STATED GOAL 1 =
Report how many lines of the records below contain the string "abdomen", treating case as significant, and give only that number.

PROVIDED PASSAGE =
In a significant legal showdown, civil liberties groups filed a lawsuit on Monday (June 24) to halt Louisiana’s newly enacted law that mandates the display of the Ten Commandments in every public school classroom. The law, signed by Republican Governor Jeff Landry, has sparked a heated debate over its constitutionality.

The plaintiffs, represented by attorneys from the American Civil Liberties Union Foundation, Americans United for Separation of Church and State, the Freedom from Religion Foundation, and the New York City law firm Simpson, Thatcher & Bartlett, include parents of public-school children from various religious backgrounds.

Religious favouritism

“This display sends a message to my children and other students that people of some religious denominations are superior to others,” said Rev. Jeff Simms, a Presbyterian pastor and father of three public-school children in Louisiana. “This is religious favouritism.”

Critics argue that the law violates the separation of church and state, potentially alienating students who are not Christian.

Joshua Herlands, another plaintiff with two young children in New Orleans public schools, expressed concern over the law’s implications. As a Jewish father, Herlands pointed out that the mandated version of the Ten Commandments does not align with his faith’s interpretation. “Politicians have absolutely no business forcing their religious beliefs on my kids or any kids, or attempting to indoctrinate them with what they think is the right version of a particular piece of religious text,” he said.

STATED GOAL 2 =
Extend the news article above about the lawsuit over Louisiana's Ten Commandments classroom law, starting right after its final sentence.

MATERIAL SHOWN =
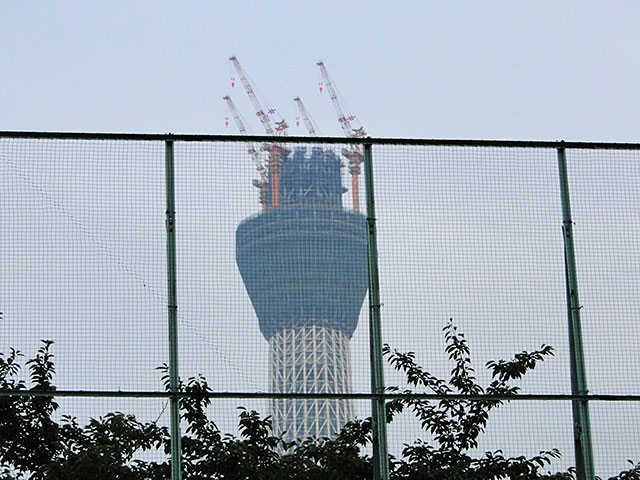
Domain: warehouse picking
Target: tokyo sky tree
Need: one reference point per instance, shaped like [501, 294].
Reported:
[303, 260]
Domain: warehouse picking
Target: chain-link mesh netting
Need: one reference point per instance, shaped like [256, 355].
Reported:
[272, 278]
[605, 204]
[83, 260]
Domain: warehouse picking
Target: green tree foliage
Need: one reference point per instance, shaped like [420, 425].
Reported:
[34, 445]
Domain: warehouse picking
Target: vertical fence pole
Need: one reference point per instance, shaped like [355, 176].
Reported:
[176, 471]
[378, 414]
[581, 425]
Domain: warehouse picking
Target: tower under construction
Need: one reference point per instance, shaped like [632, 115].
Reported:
[303, 260]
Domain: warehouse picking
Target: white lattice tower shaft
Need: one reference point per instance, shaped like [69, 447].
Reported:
[310, 359]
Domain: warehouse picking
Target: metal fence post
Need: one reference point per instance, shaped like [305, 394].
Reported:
[581, 425]
[176, 470]
[378, 413]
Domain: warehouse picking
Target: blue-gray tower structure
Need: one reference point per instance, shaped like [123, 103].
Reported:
[303, 261]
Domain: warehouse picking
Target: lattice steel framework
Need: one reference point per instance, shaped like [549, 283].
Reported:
[311, 359]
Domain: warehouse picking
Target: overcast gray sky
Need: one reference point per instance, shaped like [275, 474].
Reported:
[456, 69]
[486, 249]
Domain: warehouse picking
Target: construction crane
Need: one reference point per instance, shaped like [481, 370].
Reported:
[276, 151]
[263, 183]
[353, 154]
[305, 117]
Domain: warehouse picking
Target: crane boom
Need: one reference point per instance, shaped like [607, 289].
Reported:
[276, 151]
[353, 153]
[305, 117]
[263, 183]
[264, 118]
[344, 119]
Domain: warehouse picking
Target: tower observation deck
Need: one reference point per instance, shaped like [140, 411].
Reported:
[303, 261]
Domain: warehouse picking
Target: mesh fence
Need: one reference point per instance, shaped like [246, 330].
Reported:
[272, 282]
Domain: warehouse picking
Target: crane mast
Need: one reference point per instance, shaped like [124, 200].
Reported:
[276, 151]
[263, 183]
[353, 153]
[305, 116]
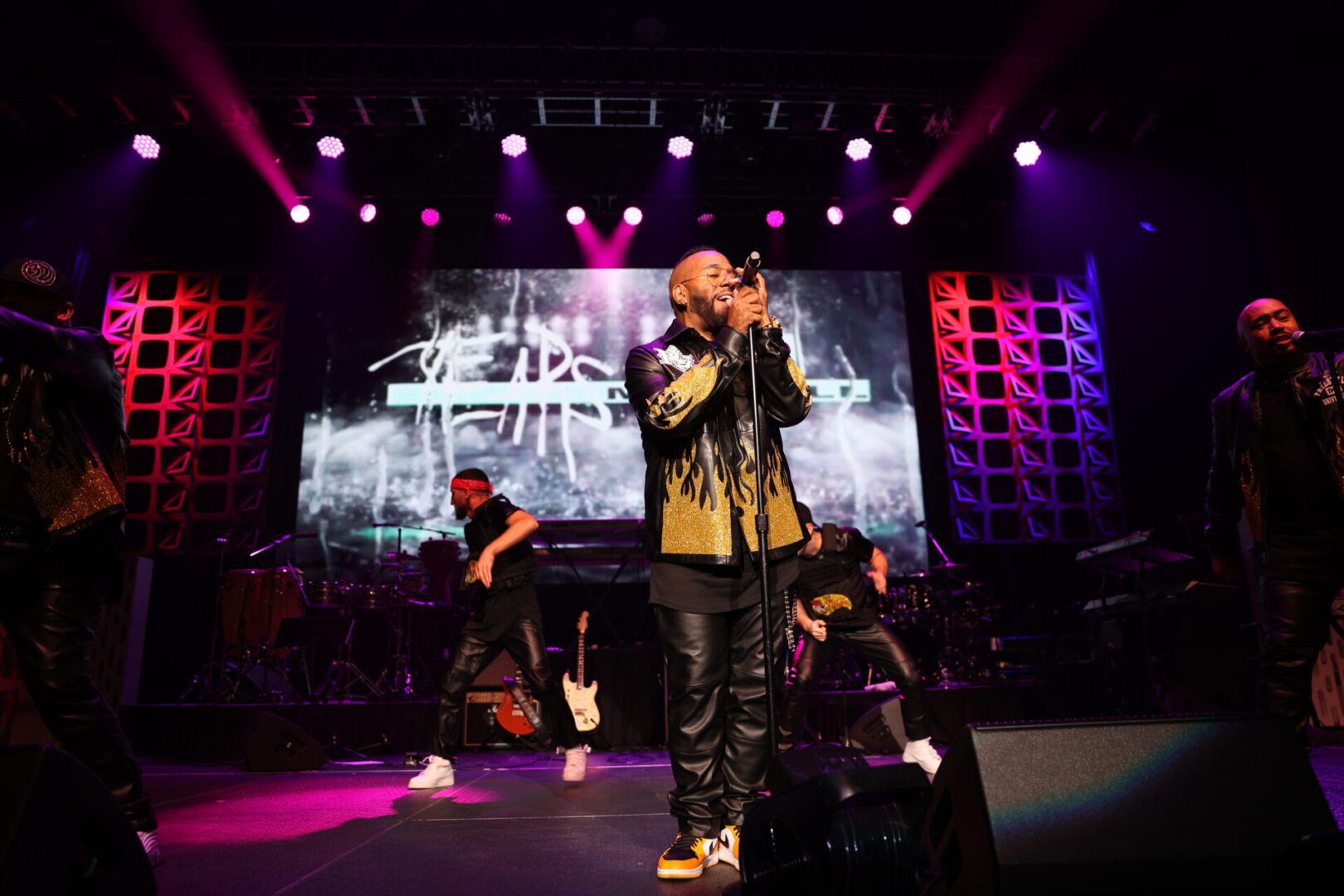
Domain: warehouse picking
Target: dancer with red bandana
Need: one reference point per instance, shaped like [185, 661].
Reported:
[504, 617]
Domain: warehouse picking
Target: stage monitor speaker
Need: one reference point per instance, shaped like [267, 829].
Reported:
[1118, 806]
[61, 832]
[279, 744]
[849, 832]
[880, 730]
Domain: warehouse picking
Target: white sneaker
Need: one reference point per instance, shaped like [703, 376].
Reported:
[923, 752]
[149, 840]
[438, 772]
[576, 763]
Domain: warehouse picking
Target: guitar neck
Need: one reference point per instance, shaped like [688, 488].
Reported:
[581, 660]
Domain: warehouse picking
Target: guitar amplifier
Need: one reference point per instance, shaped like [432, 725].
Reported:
[479, 726]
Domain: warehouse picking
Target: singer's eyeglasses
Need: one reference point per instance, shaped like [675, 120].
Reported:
[715, 275]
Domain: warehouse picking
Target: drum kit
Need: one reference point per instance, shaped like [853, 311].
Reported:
[275, 627]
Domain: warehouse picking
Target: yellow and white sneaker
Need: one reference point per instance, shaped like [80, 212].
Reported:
[728, 843]
[689, 856]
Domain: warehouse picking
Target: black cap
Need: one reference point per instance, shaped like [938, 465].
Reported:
[38, 275]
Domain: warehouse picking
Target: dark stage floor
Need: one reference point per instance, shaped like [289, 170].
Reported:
[509, 825]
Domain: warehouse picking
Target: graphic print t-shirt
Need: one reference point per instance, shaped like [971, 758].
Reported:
[832, 585]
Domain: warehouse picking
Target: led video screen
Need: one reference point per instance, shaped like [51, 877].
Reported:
[520, 373]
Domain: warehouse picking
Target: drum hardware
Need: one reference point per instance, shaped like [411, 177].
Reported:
[398, 680]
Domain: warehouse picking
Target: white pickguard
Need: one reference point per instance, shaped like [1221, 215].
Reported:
[582, 703]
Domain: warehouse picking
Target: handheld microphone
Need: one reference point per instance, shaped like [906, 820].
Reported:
[1324, 340]
[750, 269]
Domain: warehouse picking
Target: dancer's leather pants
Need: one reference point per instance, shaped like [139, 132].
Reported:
[1296, 622]
[878, 646]
[50, 602]
[717, 712]
[523, 641]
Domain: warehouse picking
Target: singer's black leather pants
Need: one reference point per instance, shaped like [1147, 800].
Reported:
[1296, 622]
[524, 642]
[878, 646]
[50, 602]
[717, 712]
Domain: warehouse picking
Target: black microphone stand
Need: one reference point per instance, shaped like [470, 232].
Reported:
[762, 524]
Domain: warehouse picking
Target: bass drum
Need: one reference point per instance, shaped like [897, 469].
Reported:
[254, 602]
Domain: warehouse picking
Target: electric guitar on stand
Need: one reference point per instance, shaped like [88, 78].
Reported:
[582, 699]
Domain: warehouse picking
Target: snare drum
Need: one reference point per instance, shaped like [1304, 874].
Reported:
[327, 594]
[374, 597]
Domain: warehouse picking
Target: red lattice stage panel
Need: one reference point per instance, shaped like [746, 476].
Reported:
[1025, 409]
[201, 356]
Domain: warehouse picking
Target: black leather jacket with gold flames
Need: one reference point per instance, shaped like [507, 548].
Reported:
[63, 426]
[1235, 480]
[698, 448]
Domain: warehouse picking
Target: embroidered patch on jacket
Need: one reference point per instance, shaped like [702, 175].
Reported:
[675, 358]
[828, 603]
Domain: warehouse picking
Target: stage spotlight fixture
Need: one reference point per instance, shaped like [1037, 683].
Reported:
[1027, 152]
[680, 147]
[331, 147]
[858, 149]
[145, 145]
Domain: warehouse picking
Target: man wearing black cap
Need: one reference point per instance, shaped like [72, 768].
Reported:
[835, 607]
[62, 489]
[504, 617]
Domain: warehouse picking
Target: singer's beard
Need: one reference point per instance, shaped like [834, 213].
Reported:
[714, 314]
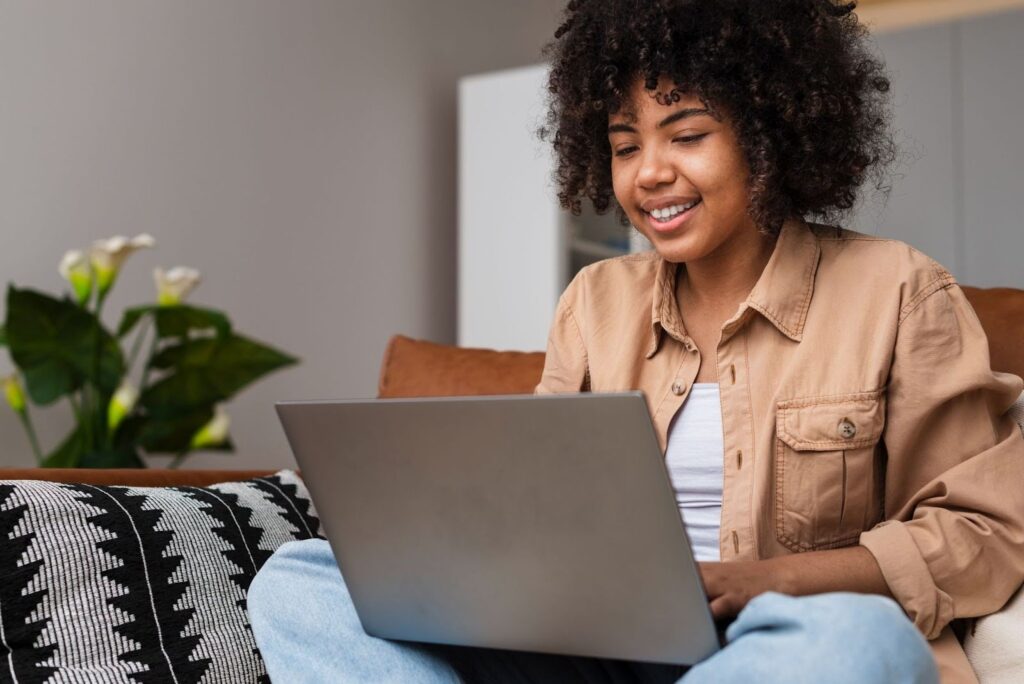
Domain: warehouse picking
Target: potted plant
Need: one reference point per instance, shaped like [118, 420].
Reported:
[195, 361]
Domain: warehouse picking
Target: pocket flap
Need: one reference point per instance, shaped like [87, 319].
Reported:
[828, 423]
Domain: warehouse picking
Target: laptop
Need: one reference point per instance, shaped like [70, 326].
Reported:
[538, 523]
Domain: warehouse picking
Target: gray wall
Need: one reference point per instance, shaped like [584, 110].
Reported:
[300, 154]
[958, 90]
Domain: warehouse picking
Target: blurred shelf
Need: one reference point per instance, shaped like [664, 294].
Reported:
[885, 15]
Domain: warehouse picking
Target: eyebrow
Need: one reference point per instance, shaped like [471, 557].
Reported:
[668, 121]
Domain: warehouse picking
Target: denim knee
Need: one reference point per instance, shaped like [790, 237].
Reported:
[837, 637]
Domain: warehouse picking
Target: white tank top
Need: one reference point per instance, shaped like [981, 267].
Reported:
[694, 459]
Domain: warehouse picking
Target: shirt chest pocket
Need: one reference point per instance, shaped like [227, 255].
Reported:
[827, 469]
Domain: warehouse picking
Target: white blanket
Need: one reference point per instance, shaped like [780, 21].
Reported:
[995, 646]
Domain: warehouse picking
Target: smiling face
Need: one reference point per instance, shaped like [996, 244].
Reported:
[680, 174]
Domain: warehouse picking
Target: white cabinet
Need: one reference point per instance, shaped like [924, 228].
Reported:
[956, 91]
[517, 249]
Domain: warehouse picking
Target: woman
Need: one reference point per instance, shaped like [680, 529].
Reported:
[832, 426]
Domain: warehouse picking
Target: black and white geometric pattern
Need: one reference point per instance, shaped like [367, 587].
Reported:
[145, 585]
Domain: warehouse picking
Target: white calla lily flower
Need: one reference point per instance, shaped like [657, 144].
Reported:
[14, 393]
[213, 433]
[174, 286]
[75, 268]
[121, 404]
[108, 255]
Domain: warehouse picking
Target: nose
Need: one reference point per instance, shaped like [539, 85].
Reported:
[654, 169]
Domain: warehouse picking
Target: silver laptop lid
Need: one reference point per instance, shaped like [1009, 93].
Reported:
[544, 523]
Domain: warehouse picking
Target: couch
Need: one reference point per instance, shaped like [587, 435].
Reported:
[413, 368]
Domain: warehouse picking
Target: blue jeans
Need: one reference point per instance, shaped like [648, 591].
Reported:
[307, 631]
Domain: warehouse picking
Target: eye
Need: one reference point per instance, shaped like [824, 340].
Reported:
[689, 139]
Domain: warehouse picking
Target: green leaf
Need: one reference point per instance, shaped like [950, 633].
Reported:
[171, 434]
[176, 321]
[209, 371]
[132, 316]
[122, 457]
[69, 454]
[58, 345]
[179, 321]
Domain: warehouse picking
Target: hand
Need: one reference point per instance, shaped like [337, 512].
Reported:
[730, 586]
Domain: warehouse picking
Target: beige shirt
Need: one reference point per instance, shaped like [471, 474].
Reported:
[858, 407]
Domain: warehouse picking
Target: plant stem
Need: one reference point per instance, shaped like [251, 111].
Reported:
[76, 409]
[148, 362]
[33, 438]
[84, 419]
[142, 329]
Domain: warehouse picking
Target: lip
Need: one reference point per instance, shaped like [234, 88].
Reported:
[662, 203]
[677, 220]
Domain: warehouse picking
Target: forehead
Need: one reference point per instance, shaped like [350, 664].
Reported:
[666, 98]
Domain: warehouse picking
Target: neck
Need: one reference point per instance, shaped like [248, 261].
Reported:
[726, 276]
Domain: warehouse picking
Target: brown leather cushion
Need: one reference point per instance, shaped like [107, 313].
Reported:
[417, 368]
[131, 477]
[1001, 313]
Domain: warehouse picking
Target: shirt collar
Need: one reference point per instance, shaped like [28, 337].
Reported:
[781, 295]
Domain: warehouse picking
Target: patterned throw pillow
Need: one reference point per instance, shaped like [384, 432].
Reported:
[116, 584]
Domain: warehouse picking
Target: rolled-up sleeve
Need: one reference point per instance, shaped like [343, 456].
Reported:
[565, 367]
[952, 543]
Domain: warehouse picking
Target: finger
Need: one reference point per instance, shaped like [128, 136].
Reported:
[724, 606]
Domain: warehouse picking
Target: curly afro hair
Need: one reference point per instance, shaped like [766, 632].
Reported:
[807, 98]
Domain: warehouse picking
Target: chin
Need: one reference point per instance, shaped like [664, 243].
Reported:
[681, 248]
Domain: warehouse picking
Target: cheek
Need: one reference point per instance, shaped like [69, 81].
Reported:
[718, 174]
[622, 184]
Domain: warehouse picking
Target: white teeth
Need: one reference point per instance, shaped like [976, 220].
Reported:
[669, 212]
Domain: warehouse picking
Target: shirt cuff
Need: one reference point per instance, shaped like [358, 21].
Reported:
[908, 578]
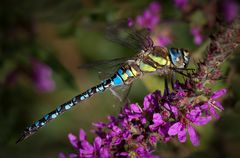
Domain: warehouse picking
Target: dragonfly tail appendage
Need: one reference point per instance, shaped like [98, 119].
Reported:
[62, 108]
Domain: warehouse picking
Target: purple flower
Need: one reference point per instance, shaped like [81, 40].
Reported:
[180, 3]
[150, 17]
[181, 129]
[196, 32]
[230, 10]
[136, 130]
[42, 76]
[213, 105]
[163, 40]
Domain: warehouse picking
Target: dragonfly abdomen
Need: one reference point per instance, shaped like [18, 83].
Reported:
[64, 107]
[121, 77]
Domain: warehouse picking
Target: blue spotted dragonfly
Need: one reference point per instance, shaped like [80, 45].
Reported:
[150, 60]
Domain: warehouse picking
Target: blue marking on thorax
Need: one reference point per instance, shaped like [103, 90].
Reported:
[46, 117]
[74, 100]
[67, 106]
[37, 123]
[120, 71]
[117, 80]
[86, 95]
[82, 97]
[129, 73]
[59, 108]
[101, 88]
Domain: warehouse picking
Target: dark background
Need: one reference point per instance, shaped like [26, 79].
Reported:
[43, 43]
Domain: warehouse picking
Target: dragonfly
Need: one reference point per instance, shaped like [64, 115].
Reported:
[149, 60]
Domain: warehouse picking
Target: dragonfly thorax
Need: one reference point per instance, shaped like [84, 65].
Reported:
[179, 57]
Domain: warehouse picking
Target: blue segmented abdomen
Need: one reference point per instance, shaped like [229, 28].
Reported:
[64, 107]
[118, 79]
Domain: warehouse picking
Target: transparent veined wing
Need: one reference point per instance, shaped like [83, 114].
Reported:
[121, 92]
[129, 36]
[105, 68]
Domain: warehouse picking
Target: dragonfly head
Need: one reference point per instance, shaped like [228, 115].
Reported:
[179, 57]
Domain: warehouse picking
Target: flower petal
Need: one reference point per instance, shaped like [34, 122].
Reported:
[182, 135]
[218, 93]
[174, 129]
[82, 135]
[104, 153]
[97, 143]
[61, 155]
[157, 119]
[73, 140]
[217, 104]
[214, 113]
[136, 108]
[193, 135]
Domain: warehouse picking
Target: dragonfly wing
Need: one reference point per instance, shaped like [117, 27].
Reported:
[105, 68]
[129, 36]
[121, 92]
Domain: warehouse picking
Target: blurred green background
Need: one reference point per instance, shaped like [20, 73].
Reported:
[43, 43]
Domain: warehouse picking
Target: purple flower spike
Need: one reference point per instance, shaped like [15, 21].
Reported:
[61, 155]
[193, 135]
[230, 10]
[180, 3]
[196, 32]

RESPONSE 1 =
2

RESPONSE 2 =
The lawsuit seeks a court declaration that the law, referred to as HB 71 (House Bill 71), violates First Amendment clauses prohibiting government establishment of religion and guaranteeing religious liberty. Additionally, it calls for an order to prevent the posting of the Ten Commandments in public school classrooms.

Civil liberties groups

“The state’s main interest in passing H.B. 71 was to impose religious beliefs on public-school children, regardless of the harm to students and families,” the lawsuit contends. Representative Dodie Horton, the law’s primary sponsor, emphasized during the legislative debate that the bill aims to display “God’s law” for children to understand right and wrong.

Defendants named in the lawsuit include state Superintendent of Education Cade Brumley, members of the state education board, and some local school boards.

Legal experts believe this case could reach the Supreme Court, testing its current conservative majority. However, Patrick Elliott, legal director for the Freedom from Religion Foundation, expressed confidence in existing precedents. “We think this is already covered by clear Supreme Court precedent,” Elliott said. “We think under current law that we will prevail and it would not be necessary for the Supreme Court to review it.”

This legal battle unfolds during a new era of conservative governance in Louisiana, with the GOP holding a supermajority in the legislature and every statewide elected position. The case has been assigned to U.S. District Judge John deGravelles, an Obama-era appointee.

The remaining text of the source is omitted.